**Excerpt:**
>>>
DEV Community

Cover image for I created a blog post from a photo. Here is how...
Gokhan Demirhan
Gokhan Demirhan

Posted on • Originally published at gokhandemirhan.dev

I created a blog post from a photo. Here is how...

Last week I came across a blog post by Ben Stokes. He explains how he built a product that enables users to create a blog post from a photo taken by their mobile phone. Although he gives a brief idea of how he did it, I wanted to explore it myself. After all, what else I can do better on the first day of the new year anyway

Brainstorming

I want to integrate this into my blog flow which uses Gatsby, Netlify, and Github. Maybe there are better ways but as a proof-of-concept here are the steps I’ve decided to take for the prototype:

  • Create a web app that will post a photo
  • Create an endpoint to accept photo
  • Save photo to drive
  • Run some sort of OCR (Optical Character Recognition) on it to extract words
  • Create a new markdown file with this content
  • Push this file into Github repo
  • Wait for Netlify to finish the development
  • Think about if there was a better way to spend 01/01/2022

Looks pretty easy right? At least that’s what I’ve thought, but it took me two days and dozens of new topics to explore. They also came with new POC (Proof of Concept) ideas at least.
<<<
**Directives:**
(A) Quote the post on making a blog post from a photo, starting at "Looks pretty easy" and ending at "ideas at least.".
(B) Answer these from the post on making a blog post from a photo:
(i) Whose blog post did the author come across last week?
(ii) Which three tools make up the author's blog flow?
(iii) How long did the work end up taking?
(C) List every step the author planned for the prototype in the post on making a blog post from a photo.

**Entries supplied:**
>>>
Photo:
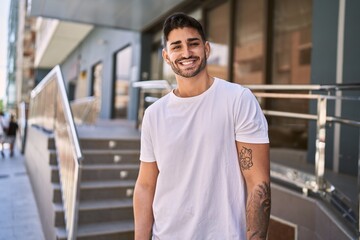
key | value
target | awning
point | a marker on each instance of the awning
(125, 14)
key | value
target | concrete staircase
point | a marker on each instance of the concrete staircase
(109, 171)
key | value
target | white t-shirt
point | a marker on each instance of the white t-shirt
(200, 192)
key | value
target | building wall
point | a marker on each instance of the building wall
(100, 46)
(349, 138)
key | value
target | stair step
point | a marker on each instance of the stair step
(59, 215)
(106, 190)
(106, 172)
(126, 143)
(105, 204)
(100, 212)
(112, 156)
(123, 230)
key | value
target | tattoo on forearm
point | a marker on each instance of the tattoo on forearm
(245, 158)
(258, 211)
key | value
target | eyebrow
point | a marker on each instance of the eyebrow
(188, 40)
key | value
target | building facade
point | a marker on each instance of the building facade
(253, 42)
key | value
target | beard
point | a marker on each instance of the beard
(188, 73)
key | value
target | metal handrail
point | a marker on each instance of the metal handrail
(321, 118)
(50, 110)
(85, 110)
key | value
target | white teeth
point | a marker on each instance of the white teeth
(187, 62)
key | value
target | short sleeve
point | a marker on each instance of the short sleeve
(250, 123)
(146, 146)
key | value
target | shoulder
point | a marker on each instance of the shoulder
(231, 89)
(158, 104)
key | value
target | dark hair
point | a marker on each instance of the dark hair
(181, 20)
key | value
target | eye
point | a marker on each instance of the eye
(194, 44)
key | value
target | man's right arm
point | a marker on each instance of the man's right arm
(143, 200)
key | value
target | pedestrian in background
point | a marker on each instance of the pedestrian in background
(3, 130)
(11, 134)
(204, 171)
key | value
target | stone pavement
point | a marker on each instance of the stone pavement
(19, 219)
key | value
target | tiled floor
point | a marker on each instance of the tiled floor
(19, 219)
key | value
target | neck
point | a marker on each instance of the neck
(190, 87)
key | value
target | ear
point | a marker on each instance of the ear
(165, 56)
(207, 49)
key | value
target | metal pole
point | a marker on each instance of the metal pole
(320, 143)
(359, 188)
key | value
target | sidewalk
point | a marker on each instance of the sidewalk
(19, 219)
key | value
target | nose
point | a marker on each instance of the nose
(186, 52)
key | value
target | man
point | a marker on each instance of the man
(204, 171)
(11, 134)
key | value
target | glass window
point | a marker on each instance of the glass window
(291, 65)
(218, 26)
(123, 70)
(249, 54)
(292, 42)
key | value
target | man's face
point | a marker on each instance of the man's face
(185, 52)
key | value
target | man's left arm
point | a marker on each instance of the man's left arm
(255, 166)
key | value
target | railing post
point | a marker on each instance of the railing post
(359, 189)
(320, 142)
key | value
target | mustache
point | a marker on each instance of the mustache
(188, 58)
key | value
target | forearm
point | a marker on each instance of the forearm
(258, 211)
(143, 214)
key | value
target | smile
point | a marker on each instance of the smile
(186, 62)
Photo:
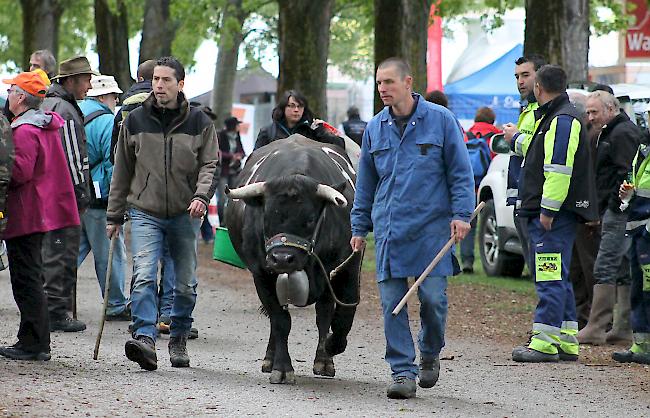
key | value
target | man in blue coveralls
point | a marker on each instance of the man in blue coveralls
(414, 184)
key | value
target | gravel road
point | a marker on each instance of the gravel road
(477, 377)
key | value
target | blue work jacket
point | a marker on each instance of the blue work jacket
(410, 187)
<<<
**Responses to the exercise:**
(A)
Looks pretty easy right? At least that’s what I’ve thought, but it took me two days and dozens of new topics to explore. They also came with new POC (Proof of Concept) ideas at least.

(B)
(i) Ben Stokes
(ii) Gatsby, Netlify, and Github
(iii) Two days

(C)
- Create a web app that will post a photo
- Create an endpoint to accept photo
- Save photo to drive
- Run some sort of OCR (Optical Character Recognition) on it to extract words
- Create a new markdown file with this content
- Push this file into Github repo
- Wait for Netlify to finish the development
- Think about if there was a better way to spend 01/01/2022